Council considers Arizona boycott
Tacoma City Council is considering a boycott of Arizona in protest of a controversial law recently signed by Governor Jan Brewer. The law directs police officers to inquire about the immigration status of people they suspect of being in the country illegally. The law has sparked protests around the nation.
Councilmember Lauren Walker introduced the boycott idea during the study session on May 11. Under the proposal, the city could not conduct business with companies based in Arizona and city staff would not attend conferences there.
Walker said the Arizona law violates the 14th Amendment of the United States Constitution and would likely result in racial profiling. Walker said passing the resolution would send a message that Tacoma is a leader among Washington cities in standing up for civil rights.
Councilmember Ryan Mello said that when the legislation was being considered, a member of the U.S. House of Representatives from Phoenix called for a boycott of conventions in the state if the legislation indeed became law.

Records from a collection
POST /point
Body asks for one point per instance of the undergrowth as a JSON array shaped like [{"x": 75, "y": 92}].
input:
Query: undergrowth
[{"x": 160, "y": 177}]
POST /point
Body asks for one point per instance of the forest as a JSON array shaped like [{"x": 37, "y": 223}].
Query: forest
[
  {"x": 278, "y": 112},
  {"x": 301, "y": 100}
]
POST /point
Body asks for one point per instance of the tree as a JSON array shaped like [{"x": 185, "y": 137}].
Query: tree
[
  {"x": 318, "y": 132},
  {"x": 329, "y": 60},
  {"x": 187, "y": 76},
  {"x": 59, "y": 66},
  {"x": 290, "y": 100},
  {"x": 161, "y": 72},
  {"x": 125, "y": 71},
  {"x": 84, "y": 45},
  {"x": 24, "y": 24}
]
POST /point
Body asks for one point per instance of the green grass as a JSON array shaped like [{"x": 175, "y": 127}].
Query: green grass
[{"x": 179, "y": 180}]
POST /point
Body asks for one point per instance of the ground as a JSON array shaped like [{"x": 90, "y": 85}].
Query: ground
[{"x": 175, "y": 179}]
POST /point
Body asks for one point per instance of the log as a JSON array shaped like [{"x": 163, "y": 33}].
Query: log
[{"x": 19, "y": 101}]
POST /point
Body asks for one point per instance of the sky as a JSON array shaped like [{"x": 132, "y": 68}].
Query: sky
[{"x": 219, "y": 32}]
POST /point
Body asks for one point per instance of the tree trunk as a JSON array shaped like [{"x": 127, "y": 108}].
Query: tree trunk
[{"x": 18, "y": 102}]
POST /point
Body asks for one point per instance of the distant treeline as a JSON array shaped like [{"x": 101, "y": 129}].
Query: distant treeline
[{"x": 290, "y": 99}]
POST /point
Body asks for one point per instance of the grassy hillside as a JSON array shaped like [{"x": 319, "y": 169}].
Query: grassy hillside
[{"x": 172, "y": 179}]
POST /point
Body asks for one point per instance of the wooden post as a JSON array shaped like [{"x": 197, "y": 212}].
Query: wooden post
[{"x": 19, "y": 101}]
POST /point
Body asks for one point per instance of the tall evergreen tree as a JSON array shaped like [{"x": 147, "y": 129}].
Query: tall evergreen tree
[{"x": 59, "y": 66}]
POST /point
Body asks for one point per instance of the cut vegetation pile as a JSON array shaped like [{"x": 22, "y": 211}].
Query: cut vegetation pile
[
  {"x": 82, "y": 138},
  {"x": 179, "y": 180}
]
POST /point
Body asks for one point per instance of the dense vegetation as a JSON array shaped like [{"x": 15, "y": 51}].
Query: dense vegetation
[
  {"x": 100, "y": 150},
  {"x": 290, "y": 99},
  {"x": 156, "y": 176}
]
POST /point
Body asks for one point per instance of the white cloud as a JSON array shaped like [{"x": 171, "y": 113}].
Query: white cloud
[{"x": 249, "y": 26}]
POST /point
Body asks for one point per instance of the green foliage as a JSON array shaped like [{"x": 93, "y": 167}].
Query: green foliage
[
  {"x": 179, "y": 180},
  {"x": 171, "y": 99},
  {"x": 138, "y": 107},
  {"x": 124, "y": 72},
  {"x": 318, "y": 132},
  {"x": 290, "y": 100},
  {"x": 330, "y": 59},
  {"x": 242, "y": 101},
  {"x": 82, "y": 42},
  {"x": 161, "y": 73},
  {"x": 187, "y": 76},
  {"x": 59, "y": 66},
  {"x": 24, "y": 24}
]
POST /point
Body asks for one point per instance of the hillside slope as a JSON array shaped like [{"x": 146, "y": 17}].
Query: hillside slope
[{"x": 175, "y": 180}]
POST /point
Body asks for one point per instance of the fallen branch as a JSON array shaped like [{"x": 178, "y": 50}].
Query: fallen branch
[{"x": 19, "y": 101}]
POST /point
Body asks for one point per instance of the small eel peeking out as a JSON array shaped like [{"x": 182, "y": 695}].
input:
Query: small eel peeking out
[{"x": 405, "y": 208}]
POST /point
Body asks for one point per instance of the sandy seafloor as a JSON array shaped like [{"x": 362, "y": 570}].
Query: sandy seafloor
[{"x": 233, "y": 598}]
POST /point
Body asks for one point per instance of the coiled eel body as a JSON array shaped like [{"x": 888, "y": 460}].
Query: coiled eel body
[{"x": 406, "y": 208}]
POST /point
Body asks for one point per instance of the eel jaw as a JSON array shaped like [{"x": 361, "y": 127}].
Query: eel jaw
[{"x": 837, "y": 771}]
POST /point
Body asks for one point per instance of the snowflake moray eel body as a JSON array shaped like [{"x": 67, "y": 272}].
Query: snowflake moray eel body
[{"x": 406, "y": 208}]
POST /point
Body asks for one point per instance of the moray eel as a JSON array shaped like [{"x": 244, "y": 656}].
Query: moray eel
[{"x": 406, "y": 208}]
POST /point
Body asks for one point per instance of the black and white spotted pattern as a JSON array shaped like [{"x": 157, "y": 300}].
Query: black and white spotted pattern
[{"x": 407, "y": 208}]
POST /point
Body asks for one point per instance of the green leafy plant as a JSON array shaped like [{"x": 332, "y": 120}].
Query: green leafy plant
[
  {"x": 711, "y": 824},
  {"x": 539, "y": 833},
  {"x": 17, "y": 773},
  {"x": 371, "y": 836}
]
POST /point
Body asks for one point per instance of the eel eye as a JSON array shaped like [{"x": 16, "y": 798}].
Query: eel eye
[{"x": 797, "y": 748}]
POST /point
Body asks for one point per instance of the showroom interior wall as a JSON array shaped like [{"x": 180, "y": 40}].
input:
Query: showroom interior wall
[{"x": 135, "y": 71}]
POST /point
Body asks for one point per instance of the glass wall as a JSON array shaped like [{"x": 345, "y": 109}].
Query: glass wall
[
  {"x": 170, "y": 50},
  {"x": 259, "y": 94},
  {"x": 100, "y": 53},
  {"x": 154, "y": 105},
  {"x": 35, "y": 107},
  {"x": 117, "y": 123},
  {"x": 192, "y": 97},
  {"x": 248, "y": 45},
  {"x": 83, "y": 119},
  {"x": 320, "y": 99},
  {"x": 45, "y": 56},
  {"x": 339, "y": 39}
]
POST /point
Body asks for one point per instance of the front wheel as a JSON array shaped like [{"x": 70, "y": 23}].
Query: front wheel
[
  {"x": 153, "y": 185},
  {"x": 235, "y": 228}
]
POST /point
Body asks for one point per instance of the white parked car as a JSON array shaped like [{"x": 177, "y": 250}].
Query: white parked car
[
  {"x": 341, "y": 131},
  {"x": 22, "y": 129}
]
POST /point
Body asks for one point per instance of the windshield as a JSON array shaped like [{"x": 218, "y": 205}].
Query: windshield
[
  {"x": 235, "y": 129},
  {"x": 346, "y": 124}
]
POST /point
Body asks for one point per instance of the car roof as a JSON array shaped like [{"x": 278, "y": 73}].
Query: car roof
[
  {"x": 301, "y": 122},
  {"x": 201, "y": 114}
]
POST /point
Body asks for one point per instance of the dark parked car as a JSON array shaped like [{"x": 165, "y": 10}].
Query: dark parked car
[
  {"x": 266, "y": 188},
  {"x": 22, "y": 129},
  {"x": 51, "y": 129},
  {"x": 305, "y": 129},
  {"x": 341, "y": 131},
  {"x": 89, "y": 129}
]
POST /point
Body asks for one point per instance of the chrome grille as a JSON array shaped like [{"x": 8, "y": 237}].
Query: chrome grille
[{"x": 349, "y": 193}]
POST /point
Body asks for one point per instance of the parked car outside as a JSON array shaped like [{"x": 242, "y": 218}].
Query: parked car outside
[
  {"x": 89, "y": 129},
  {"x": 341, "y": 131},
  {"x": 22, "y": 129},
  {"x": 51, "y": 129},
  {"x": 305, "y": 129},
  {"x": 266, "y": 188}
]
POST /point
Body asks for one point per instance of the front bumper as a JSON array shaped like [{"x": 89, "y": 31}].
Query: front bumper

Exercise requirements
1 - Update the Arizona boycott article from "Walker said the" to "for civil rights.", replacing "racial profiling" with "discrimination".
2 - Condense the paragraph of the Arizona boycott article that begins "Councilmember Lauren Walker introduced" into a shorter version that keeps its main facts.

Solutions by task
1 -
Walker said the Arizona law violates the 14th Amendment of the United States Constitution and would likely result in discrimination. Walker said passing the resolution would send a message that Tacoma is a leader among Washington cities in standing up for civil rights.

2 - At the May 11 study session, Councilmember Lauren Walker proposed the boycott. It would bar the city from doing business with Arizona-based companies and keep city staff from attending conferences there.